## WHAT TO PRODUCE
Exact repetition of the data is the whole task.
━━━━━ TASK INPUT ━━━━━
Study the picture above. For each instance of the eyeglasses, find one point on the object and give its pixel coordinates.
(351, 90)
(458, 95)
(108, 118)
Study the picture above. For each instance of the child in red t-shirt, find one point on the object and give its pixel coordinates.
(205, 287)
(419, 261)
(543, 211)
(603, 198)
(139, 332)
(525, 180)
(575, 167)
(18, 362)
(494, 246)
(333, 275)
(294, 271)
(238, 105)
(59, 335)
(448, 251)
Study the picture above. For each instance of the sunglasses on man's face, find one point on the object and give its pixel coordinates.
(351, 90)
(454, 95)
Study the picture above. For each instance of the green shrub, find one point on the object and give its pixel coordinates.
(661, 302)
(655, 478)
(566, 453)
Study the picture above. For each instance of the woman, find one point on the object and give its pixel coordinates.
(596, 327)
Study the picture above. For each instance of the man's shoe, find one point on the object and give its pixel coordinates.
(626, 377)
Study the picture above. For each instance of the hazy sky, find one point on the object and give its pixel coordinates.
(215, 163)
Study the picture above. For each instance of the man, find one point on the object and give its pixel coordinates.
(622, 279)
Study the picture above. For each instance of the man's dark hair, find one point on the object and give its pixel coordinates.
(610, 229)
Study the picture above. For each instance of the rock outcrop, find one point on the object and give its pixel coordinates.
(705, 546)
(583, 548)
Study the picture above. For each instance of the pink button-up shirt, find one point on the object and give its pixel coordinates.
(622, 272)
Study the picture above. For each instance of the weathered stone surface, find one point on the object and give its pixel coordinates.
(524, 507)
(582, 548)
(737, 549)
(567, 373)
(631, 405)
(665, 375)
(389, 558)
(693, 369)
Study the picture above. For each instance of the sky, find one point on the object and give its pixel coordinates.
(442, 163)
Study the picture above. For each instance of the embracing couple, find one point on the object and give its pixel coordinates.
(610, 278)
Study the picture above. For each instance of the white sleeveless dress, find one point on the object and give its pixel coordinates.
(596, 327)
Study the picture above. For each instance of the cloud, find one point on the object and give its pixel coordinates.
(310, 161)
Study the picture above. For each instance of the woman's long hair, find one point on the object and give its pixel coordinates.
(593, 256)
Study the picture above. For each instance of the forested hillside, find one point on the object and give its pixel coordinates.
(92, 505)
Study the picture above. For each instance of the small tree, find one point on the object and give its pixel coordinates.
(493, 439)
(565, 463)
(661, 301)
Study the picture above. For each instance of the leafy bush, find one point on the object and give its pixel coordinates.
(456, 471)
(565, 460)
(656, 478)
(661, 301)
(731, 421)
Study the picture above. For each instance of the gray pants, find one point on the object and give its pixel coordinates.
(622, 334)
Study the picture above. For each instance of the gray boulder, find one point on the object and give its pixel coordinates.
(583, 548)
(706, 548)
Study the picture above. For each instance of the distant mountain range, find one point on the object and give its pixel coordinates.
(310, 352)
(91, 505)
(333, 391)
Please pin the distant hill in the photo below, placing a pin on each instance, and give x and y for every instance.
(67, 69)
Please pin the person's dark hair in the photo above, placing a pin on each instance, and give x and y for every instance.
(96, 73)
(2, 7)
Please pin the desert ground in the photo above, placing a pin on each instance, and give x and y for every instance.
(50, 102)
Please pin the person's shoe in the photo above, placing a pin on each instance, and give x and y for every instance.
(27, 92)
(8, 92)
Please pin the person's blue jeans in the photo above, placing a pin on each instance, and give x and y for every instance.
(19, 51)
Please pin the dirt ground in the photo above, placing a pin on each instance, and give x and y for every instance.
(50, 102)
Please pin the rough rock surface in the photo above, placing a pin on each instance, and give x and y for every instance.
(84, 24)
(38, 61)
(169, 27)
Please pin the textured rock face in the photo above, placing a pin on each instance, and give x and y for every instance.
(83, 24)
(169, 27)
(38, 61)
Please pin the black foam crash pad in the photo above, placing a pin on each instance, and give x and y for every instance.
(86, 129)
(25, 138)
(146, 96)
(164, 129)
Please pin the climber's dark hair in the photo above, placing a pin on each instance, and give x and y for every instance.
━━━━━
## EXPECTED OUTPUT
Study the picture above. For each instance of the eyeglasses, find one point on the object and give its pixel coordinates.
(351, 90)
(458, 95)
(108, 118)
Study the picture above. For each instance of the child in red t-shirt, find one point on the object and give its pixel coordinates.
(205, 287)
(419, 261)
(543, 211)
(603, 198)
(139, 332)
(525, 180)
(575, 167)
(18, 362)
(494, 246)
(333, 275)
(294, 271)
(238, 105)
(59, 335)
(448, 251)
Study the picture above. For each instance of the sunglasses on man's face, find one point on the object and give its pixel coordinates.
(351, 90)
(454, 95)
Study the picture above. For each instance of the green shrub, find one point on the object and give its pixel coordinates.
(661, 302)
(655, 478)
(566, 453)
Study the picture above. For each instance of the woman, find one point on the object and give its pixel coordinates.
(596, 327)
Study the picture above. For each instance of the man's shoe, find one point on the object and give its pixel coordinates.
(626, 377)
Study the picture above. For each instance of the hazy sky, find one point on the object and give its pixel coordinates.
(215, 163)
Study the picture above. For each instance of the man, find one point on the object and give its pixel coordinates.
(622, 279)
Study the picture above. For each instance of the man's dark hair, find one point on the object and give its pixel coordinates.
(610, 229)
Study the picture above. For each instance of the rock outcrop, find one point on the object and give its pixel coordinates.
(705, 546)
(583, 548)
Study the picture above. For each instance of the pink button-up shirt, find one point on the object and give its pixel coordinates.
(622, 272)
Study the picture above. For each instance of the weathered stone surface, find one point on the object and give its pixel coordinates.
(524, 507)
(582, 548)
(737, 549)
(567, 373)
(631, 405)
(665, 375)
(389, 558)
(693, 369)
Study the picture above. For each instance of the sky, find one point on the object and give its pixel coordinates.
(442, 163)
Study the picture above. For each instance of the embracing couple, find one point on the object and give its pixel coordinates.
(610, 278)
Study the picture above. For each instance of the white sleeveless dress, find one point on the object and give its pixel coordinates.
(596, 327)
Study the picture above. For each instance of the cloud, find one point on the object and give its pixel coordinates.
(310, 161)
Study the picture above. For each instance of the woman's long hair, find one point on the object and give its pixel coordinates.
(593, 256)
Study the picture above. For each instance of the forested hillside, find one point on the object and give its pixel coordinates.
(92, 505)
Study the picture above. For each instance of the small tree, find one point on the object and give its pixel coordinates.
(493, 439)
(565, 463)
(661, 301)
Study the picture above. For each instance of the leafy bush, find one point on the object and give its pixel coordinates.
(456, 471)
(565, 460)
(656, 478)
(661, 301)
(731, 421)
Study the picture above. For each instance of the gray pants, find one point on the object and give its pixel coordinates.
(622, 334)
Study the picture above. For each instance of the gray boulder, find one point on the object and give its pixel coordinates.
(583, 548)
(706, 548)
Study the picture above. For each instance of the distant mountain range, find one point on the object and give its pixel coordinates.
(310, 352)
(91, 505)
(333, 391)
Please pin the distant hill in the photo below, placing a pin on each instance, and give x and y for every instance.
(67, 69)
Please pin the person's dark hair in the photo above, placing a pin on each instance, and give x and y for every instance.
(96, 73)
(2, 7)
Please pin the desert ground in the photo above, placing a pin on each instance, and give x and y for every instance.
(50, 102)
Please pin the person's shoe in the photo above, placing a pin on each instance, and give x and y for every instance.
(27, 92)
(8, 92)
Please pin the person's blue jeans in the photo above, placing a pin on each instance, and give x and y for every instance.
(19, 51)
Please pin the dirt ground in the photo above, placing a pin on each instance, and give x and y for every instance.
(50, 102)
Please pin the rough rock surface in the photo above, placing a pin on each instance, and give x and y for every instance.
(84, 24)
(38, 61)
(169, 27)
Please pin the textured rock face in the photo above, placing a pin on each instance, and give x and y for every instance.
(83, 24)
(169, 27)
(38, 61)
Please pin the black foam crash pad in the photo above, placing a pin on each instance, and give x and y for every instance.
(86, 129)
(25, 138)
(146, 96)
(164, 129)
Please pin the climber's dark hair in the photo above, placing a pin on each instance, and give x and y for every instance.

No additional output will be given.